--- Text segment ---
Inflation and the Collective Debt: Consequences of COVID-19 Measures

The economic consequences of COVID-19 and the shutdown of the economy are difficult to evaluate. But some of them have begun to appear and risk hindering recovery. Inflation is one […]
Published on September 17, 2021

The economic consequences of COVID-19 and the shutdown of the economy are difficult to evaluate. But some of them have begun to appear and risk hindering recovery. Inflation is one of these harmful consequences. In the USA, consumer prices jumped 4.2 per cent in the 12 months through to April, up from 2.6 per cent in March, marking a considerable increase since September 2008. The same trend is happening in Canada where inflation rose to 3.4 per cent in April, up from 2.2 per cent in March, the highest level since May 2011. As the rise of the average price level of goods, inflation leads to a situation where a currency unit allows one to buy less than it did in prior periods. The cause of this inflation can be related to numerous reasons, like the rise of gasoline prices that rebound from the fall of April 2020 and the manipulation of debt.
--- Data extract ---
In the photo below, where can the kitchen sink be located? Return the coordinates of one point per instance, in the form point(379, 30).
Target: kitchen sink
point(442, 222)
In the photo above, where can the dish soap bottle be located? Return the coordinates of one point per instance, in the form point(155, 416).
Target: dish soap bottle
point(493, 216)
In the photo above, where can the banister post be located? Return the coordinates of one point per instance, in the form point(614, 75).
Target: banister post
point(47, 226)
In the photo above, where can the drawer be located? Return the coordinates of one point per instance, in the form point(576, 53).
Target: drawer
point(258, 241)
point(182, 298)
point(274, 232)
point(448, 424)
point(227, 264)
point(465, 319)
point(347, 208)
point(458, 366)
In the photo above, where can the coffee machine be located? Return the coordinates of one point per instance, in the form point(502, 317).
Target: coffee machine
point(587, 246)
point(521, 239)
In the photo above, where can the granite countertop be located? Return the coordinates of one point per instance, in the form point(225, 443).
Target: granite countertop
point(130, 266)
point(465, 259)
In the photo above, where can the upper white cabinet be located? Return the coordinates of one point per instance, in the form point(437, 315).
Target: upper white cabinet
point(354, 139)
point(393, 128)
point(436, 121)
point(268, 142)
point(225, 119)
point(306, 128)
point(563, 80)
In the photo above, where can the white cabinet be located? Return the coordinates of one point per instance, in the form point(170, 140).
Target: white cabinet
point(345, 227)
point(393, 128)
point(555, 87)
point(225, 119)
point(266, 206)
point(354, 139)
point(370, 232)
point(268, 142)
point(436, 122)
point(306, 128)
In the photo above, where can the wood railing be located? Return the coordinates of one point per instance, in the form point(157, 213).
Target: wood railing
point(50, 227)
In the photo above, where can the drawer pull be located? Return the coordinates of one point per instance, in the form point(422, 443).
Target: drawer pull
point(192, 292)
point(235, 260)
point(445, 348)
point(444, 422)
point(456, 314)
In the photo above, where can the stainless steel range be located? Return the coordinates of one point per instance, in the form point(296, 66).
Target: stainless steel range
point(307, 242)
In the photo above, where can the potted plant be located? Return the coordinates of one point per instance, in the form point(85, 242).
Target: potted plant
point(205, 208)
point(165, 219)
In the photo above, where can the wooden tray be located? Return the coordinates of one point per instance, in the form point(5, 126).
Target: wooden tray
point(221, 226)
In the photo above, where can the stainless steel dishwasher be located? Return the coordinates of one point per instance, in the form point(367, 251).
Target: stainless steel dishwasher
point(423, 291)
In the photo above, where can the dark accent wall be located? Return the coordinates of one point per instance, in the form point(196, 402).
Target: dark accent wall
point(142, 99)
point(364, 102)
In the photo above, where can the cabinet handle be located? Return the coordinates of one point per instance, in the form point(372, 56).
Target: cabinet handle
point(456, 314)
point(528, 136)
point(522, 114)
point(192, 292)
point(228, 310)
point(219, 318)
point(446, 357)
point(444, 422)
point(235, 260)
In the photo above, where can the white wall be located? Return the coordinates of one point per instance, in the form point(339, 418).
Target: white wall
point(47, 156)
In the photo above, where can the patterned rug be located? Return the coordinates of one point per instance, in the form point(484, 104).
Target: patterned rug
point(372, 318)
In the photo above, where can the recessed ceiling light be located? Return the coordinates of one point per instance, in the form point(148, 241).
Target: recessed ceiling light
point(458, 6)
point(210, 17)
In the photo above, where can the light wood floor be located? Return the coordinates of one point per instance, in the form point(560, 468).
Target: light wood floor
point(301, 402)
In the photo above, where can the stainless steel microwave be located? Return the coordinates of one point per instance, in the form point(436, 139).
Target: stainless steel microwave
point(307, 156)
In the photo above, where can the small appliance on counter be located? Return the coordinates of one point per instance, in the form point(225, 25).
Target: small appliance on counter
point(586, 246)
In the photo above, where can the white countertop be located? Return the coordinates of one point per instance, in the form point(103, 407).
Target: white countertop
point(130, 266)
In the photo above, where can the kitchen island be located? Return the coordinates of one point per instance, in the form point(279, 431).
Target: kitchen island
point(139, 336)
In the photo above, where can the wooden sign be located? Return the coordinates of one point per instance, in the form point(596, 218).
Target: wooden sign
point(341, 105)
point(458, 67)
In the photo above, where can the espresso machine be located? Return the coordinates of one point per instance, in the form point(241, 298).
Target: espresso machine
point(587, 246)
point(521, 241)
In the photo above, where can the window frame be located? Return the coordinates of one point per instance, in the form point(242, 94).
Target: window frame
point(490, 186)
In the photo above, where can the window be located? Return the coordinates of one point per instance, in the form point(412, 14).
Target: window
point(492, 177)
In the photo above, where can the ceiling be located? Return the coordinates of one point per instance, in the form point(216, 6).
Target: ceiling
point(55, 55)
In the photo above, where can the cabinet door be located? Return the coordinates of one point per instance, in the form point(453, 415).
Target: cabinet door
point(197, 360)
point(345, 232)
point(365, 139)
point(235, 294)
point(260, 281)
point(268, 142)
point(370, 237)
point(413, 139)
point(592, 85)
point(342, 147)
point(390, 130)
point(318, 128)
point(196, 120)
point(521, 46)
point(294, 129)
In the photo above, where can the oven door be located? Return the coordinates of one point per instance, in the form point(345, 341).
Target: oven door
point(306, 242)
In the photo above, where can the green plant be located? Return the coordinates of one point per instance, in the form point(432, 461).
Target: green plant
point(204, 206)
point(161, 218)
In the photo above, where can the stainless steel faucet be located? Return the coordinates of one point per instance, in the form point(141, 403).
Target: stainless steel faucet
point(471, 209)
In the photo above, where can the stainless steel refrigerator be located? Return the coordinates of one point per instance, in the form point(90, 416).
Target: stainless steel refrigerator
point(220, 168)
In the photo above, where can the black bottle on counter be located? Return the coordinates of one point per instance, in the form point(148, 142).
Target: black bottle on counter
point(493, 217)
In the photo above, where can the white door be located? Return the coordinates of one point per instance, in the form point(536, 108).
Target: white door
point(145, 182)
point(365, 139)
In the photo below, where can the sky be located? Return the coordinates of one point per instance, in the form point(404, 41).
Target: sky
---
#### Exercises
a – Answer these from the text on inflation and COVID-19 measures:
(i) By how much did US consumer prices rise in the 12 months through April?
(ii) What was Canada's inflation rate in April, and since when was it the highest level?
(iii) On what date was the text published?
b – Turn the complete paragraph of the text on inflation and COVID-19 measures that opens with "The economic consequences of COVID-19" into a short list that keeps its main facts.

#### Solutions to the problems
a –
(i) 4.2 percent, up from 2.6 percent in March.
(ii) 3.4 percent, the highest level since May 2011.
(iii) September 17, 2021.

b –
- The economic effects of COVID-19 and the economic shutdown are hard to judge, but some are starting to show and may slow recovery.
- Inflation is one of these harmful effects.
- US: consumer prices rose 4.2 percent in the 12 months through April, up from 2.6 percent in March, a large increase since September 2008.
- Canada: inflation reached 3.4 percent in April, up from 2.2 percent in March, the highest level since May 2011.
- Inflation is a rise in the average price level of goods, so a unit of currency buys less than before.
- Causes include gasoline prices rebounding from their April 2020 drop and the manipulation of debt.